Rivista "IBC" X, 2002, 4

musei e beni culturali / corrispondenze

Gli Stati Uniti visti con gli occhi di un direttore di museo. Seconda puntata: prendendo (e perdendo) tempo in attesa dell'American Museum of Natural History.
Negli USA per musei / 2

Fausto Pesarini
[direttore del Museo civico di storia naturale di Ferrara]

I musei di storia naturale americani usano un "linguaggio" molto immediato ed efficace, che rifugge in genere dalla necessità di esprimere un ordinamento rigoroso di ciò che espongono: sono piuttosto come dei grandi teatri in cui il mondo della natura viene "messo in scena" in presa diretta; e quello di New York ne è senz'altro l'esempio più eloquente e paradigmatico.

La prima volta che seppi della sua esistenza avevo ancora i calzoni corti. Ero bambino, infatti, e in casa c'era un libro sui Mammiferi molto ben illustrato per quell'epoca di fotocolor chiassosi e stonati. Nelle tavole fuori testo di quel volume erano riprodotte superbe scene di vita selvaggia, i cui attori erano orsi, alci, zebre, ghepardi e così via. Sotto ognuna di quelle immagini ricorreva una scritta, un po' ermetica nel suo significato, ma proprio per questo capace di catturare la mia curiosità: New York, American Museum of Natural History. Com'era possibile? Mandrie di bisonti sullo sfondo della prateria in un museo? Venni poi a sapere - non ricordo quando - che quelle magistrali rappresentazioni erano dei diorami, cioè ambientazioni di animali "impagliati" (il termine più corretto è naturalizzati) entro fedeli ricostruzioni dei rispettivi habitat naturali. Restava un interrogativo: quali faraoniche proporzioni dovevano avere le vetrine di quel museo per accogliere intere famiglie di elefanti africani?
===
**Le consegne**:
• A. Nell'articolo sui musei americani, quali animali sono indicati come attori delle scene di vita selvaggia riprodotte nelle tavole del libro sui Mammiferi?
• B. Come prosegue l'articolo sui musei americani dopo la domanda finale sulle vetrine del museo? Scrivine il seguito.
===
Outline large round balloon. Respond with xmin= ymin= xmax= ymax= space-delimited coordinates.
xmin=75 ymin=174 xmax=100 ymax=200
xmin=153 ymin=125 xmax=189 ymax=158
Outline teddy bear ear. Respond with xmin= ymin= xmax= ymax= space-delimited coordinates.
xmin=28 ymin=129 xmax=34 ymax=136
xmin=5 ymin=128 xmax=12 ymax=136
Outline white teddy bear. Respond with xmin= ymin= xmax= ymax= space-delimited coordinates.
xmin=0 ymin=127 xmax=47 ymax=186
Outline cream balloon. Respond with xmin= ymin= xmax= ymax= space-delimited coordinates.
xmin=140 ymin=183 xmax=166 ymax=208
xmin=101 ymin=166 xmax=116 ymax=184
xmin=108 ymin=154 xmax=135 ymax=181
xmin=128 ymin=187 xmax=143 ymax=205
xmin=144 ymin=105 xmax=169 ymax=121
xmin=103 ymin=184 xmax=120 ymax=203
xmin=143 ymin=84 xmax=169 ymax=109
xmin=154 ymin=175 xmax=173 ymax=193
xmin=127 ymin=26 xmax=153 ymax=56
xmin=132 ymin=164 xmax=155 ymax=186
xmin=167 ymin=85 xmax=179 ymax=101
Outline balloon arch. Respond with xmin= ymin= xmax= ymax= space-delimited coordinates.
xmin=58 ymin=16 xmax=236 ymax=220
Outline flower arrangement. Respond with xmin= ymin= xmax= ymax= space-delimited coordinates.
===
**Risposte per consegna**:
• A. Orsi, alci, zebre, ghepardi

• B.
Quel libro, posso dirlo con certezza, agì con straordinaria efficacia nel fissare indelebilmente nel mio immaginario la suggestione del museo. È incredibile come piccole cose, magari comprate da un genitore su una bancarella, possano esercitare un'influenza duratura, quasi una sorta di imprinting, sul futuro di un essere umano. Ricordo come una vecchia collezione di dispense illustrate sull'evoluzione, inserite settimanalmente in un rotocalco, avesse agito allo stesso modo, facendo assurgere ad una dimensione mitica, nella mia fantasia, la figura di Darwin col suo patriarcale barbone.

La strada che mi ha portato a diventare un naturalista, a trasformare una passione dapprima acerba, poi via via più consapevole, in una professione, ha avuto origine senza dubbio da circostanze come quelle che ho appena ricordato e che solo a un adulto possono apparire futili. I manuali di orientamento agli studi, i consigli dei parenti, agirono semmai come potenziali depistaggi, almeno nel mio caso. Vivendo a Milano, il fascino del museo ebbe modo di agire su di me con particolare efficacia. Le domeniche in cui mia madre mi portava in tram ai giardini pubblici per visitare il Museo di storia naturale sono un ricordo, ancora oggi, di rara intensità: nelle grandi sale del museo mi pareva di immergermi ogni volta in un universo di scoperte, anche se conoscevo a memoria l'espressione di ogni animale che ammiccava dietro le vetrine.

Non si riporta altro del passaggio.